Apple Macintosh SE/30
16 MHz Motorola 68030 with FPU
68 MB RAM
40 MB Hard Drive
Mac OS 7.5.5 (One of these days, I'll get A/UX on it, though.)
9" 512x342 black and white monitor, built in.
1.44MB Floppy
10 Mbps network interface
(Not currently working. I need to replace some capacitors on the motherboard.)

Also:

Tandy 1000TX
8 MHz Intel 80286
640 KB RAM
No hard drive.
DOS 3.2 (Although I've successfully booted from a DOS 5 disk.)
TGA/CGA capable graphics card.
720K Floppy Drive
(Works, but needs a new keyboard.)


----------



## Mettaur (May 29, 2007)

Alright, maybe I should rephrase my question.

For those of us with computers that are our 'main' systems, but are less than normal computers today. Only reason my Celeron is 2.1GHz is 'cause I overclocked it. :U

I mean, if I really wanted to know what people had old systems... Oh, what the heck. This topic can be used for both.

I have an Macintosh SE Superdrive. x3

During it's time it costed 3200$ with it's 20MB HDD.
CPU was a Motorola one at 8 MHz
RAM was upgraded to 5 MiB

I love the thing. <3 I play tetris on it.


----------



## Kiniel (Jun 2, 2007)

Er... I overpayed for a top-of-the-line laptop last summer and am now pissed that I won't be able (financially) to get DirectX 10 for quite some time, because there's no way I'm paying that much for a new vieocard when most crap will run just fine.

Then again, it means I don't have to tolerate Vista for as long as possible.

I guess this doesn't really qualify for your thread here, but... um... it will eventually!


----------



## CyberFoxx (Jun 3, 2007)

Well, if we're gonna be listing old comps that we still use, I might as well toss mine in.

Main Server:
Name: Oni (Japanese for Daemon, get it? ^_^)
CPU: Pentium III (Katmai) 450Mhz
RAM: 512MB PC-100
hda: Maxtor 13GB
hdb: Western Digital 10GB
hdc/d: Western Digital 8GB (Both pulled out of an XBox. Both are RAID1)
eth0: Intel EtherExpress Pro (10Mbit)
eth1: ADMtek NC100 Network Everywhere Fast Ethernet 10/100 (That's what the output of lspci says...)
Video: ATI Rage IIC AGP
OS: Gentoo Linux
Note: This is not just the LAN's firewall/gateway. It's also the DNS/DHCP/rsync/MPD/mysql/openvpn/IMAP/tftp/squid/tor server. The 8GB RAID1 is NFS shared for /home for the other Linux comps on my LAN. ^_^

File Server:
Name: Bonaparte
CPU: Celeron (Mendocino) 500Mhz
RAM: 128MB PC-100
hda: IBM "Darkstar" 13GB
hdb: Quantum Fireball 10GB
hde: Western Digital 120GB
hdf: Maxtor 160GB
hdg: Seagate 250GB
eth0: VIA Rhine 10/100 NIC
Video: S3 ViRGE
OS: Gentoo Linux
Note: Even though this sucker is a file server, it's netbooting off Oni. ^_^

eMac desktop:
Name: Shinobu
CPU: G4 (7450) 700Mhz
RAM: 640MB PC-133
hda: Maxtor 40GB
eth0: Sun GEM 10/100
Video: nVidia GeForce2 MX
OS: Gentoo Linux/MacOSX Tiger
Note: I use this baby as my secondary desktop, mail, IRC, MSN, etc.
-*-
» SET OF TASKS
1. Answer these questions using the thread.
(a) What operating system does the Tandy 1000TX run?
(b) What did the Macintosh SE Superdrive cost during its time?
(c) What CPU is in the file server named Bonaparte?
2. Decide whether each statement agrees with the thread, and support each answer with the deciding words quoted from it.
(a) The Tandy 1000TX has a hard drive.
(b) The main server's name, Oni, is Japanese for Daemon.
(c) The eMac desktop named Shinobu has 512MB of RAM.
3. Print the passage of the thread that begins at the words "## CyberFoxx (Jun" and stops after the words "Both are RAID1)".
-*-
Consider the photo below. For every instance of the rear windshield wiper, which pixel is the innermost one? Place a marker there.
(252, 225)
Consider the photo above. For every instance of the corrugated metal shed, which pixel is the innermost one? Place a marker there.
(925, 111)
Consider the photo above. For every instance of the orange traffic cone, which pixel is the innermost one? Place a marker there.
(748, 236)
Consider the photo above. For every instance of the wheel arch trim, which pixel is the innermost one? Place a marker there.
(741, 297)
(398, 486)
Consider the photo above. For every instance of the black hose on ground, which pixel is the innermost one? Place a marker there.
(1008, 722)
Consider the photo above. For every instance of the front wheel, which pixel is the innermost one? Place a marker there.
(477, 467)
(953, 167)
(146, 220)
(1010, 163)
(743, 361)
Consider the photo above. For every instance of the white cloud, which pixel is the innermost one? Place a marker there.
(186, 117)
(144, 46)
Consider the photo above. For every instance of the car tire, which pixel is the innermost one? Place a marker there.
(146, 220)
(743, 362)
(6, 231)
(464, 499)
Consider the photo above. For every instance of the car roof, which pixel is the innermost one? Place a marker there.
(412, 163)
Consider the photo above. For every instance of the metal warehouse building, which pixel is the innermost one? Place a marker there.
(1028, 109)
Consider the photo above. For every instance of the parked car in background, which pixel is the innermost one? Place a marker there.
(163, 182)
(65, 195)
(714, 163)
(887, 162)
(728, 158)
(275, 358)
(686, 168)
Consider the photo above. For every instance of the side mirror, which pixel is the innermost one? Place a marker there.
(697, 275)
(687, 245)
-*-
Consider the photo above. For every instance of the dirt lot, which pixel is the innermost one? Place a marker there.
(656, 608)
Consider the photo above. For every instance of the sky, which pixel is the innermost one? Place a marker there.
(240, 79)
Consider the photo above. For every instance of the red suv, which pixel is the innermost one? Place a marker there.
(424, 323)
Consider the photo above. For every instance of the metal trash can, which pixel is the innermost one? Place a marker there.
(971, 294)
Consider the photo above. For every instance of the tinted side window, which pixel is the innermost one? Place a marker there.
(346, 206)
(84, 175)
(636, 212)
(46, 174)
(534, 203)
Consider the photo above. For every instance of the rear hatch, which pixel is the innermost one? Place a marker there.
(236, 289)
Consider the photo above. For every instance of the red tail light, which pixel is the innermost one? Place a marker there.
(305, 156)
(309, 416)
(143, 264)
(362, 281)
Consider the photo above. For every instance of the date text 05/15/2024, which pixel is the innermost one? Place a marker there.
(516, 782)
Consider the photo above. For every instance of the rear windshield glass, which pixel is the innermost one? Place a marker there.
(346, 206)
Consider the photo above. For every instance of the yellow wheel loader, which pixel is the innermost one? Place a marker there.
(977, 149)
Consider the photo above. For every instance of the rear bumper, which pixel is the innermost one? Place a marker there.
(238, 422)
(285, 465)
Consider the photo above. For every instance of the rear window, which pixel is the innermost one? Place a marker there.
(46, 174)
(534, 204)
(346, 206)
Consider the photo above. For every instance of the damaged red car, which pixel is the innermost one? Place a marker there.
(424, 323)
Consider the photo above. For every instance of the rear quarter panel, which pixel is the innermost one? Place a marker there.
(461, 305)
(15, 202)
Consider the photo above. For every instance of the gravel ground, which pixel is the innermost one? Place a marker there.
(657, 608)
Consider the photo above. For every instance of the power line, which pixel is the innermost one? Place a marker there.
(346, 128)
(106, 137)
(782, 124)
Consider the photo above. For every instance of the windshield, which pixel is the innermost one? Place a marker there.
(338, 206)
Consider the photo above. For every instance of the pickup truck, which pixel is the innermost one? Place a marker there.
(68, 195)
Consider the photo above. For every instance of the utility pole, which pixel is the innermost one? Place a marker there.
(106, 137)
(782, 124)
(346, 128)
-*-
» WORKED SOLUTIONS
1.
(a) DOS 3.2
(b) 3200$, with its 20MB HDD
(c) A Celeron (Mendocino) 500Mhz

2.
(a) No: "No hard drive."
(b) Yes: "Name: Oni (Japanese for Daemon, get it? ^_^)"
(c) No: "RAM: 640MB PC-133"

3.
## CyberFoxx (Jun 3, 2007)

Well, if we're gonna be listing old comps that we still use, I might as well toss mine in.

Main Server:
Name: Oni (Japanese for Daemon, get it? ^_^)
CPU: Pentium III (Katmai) 450Mhz
RAM: 512MB PC-100
hda: Maxtor 13GB
hdb: Western Digital 10GB
hdc/d: Western Digital 8GB (Both pulled out of an XBox. Both are RAID1)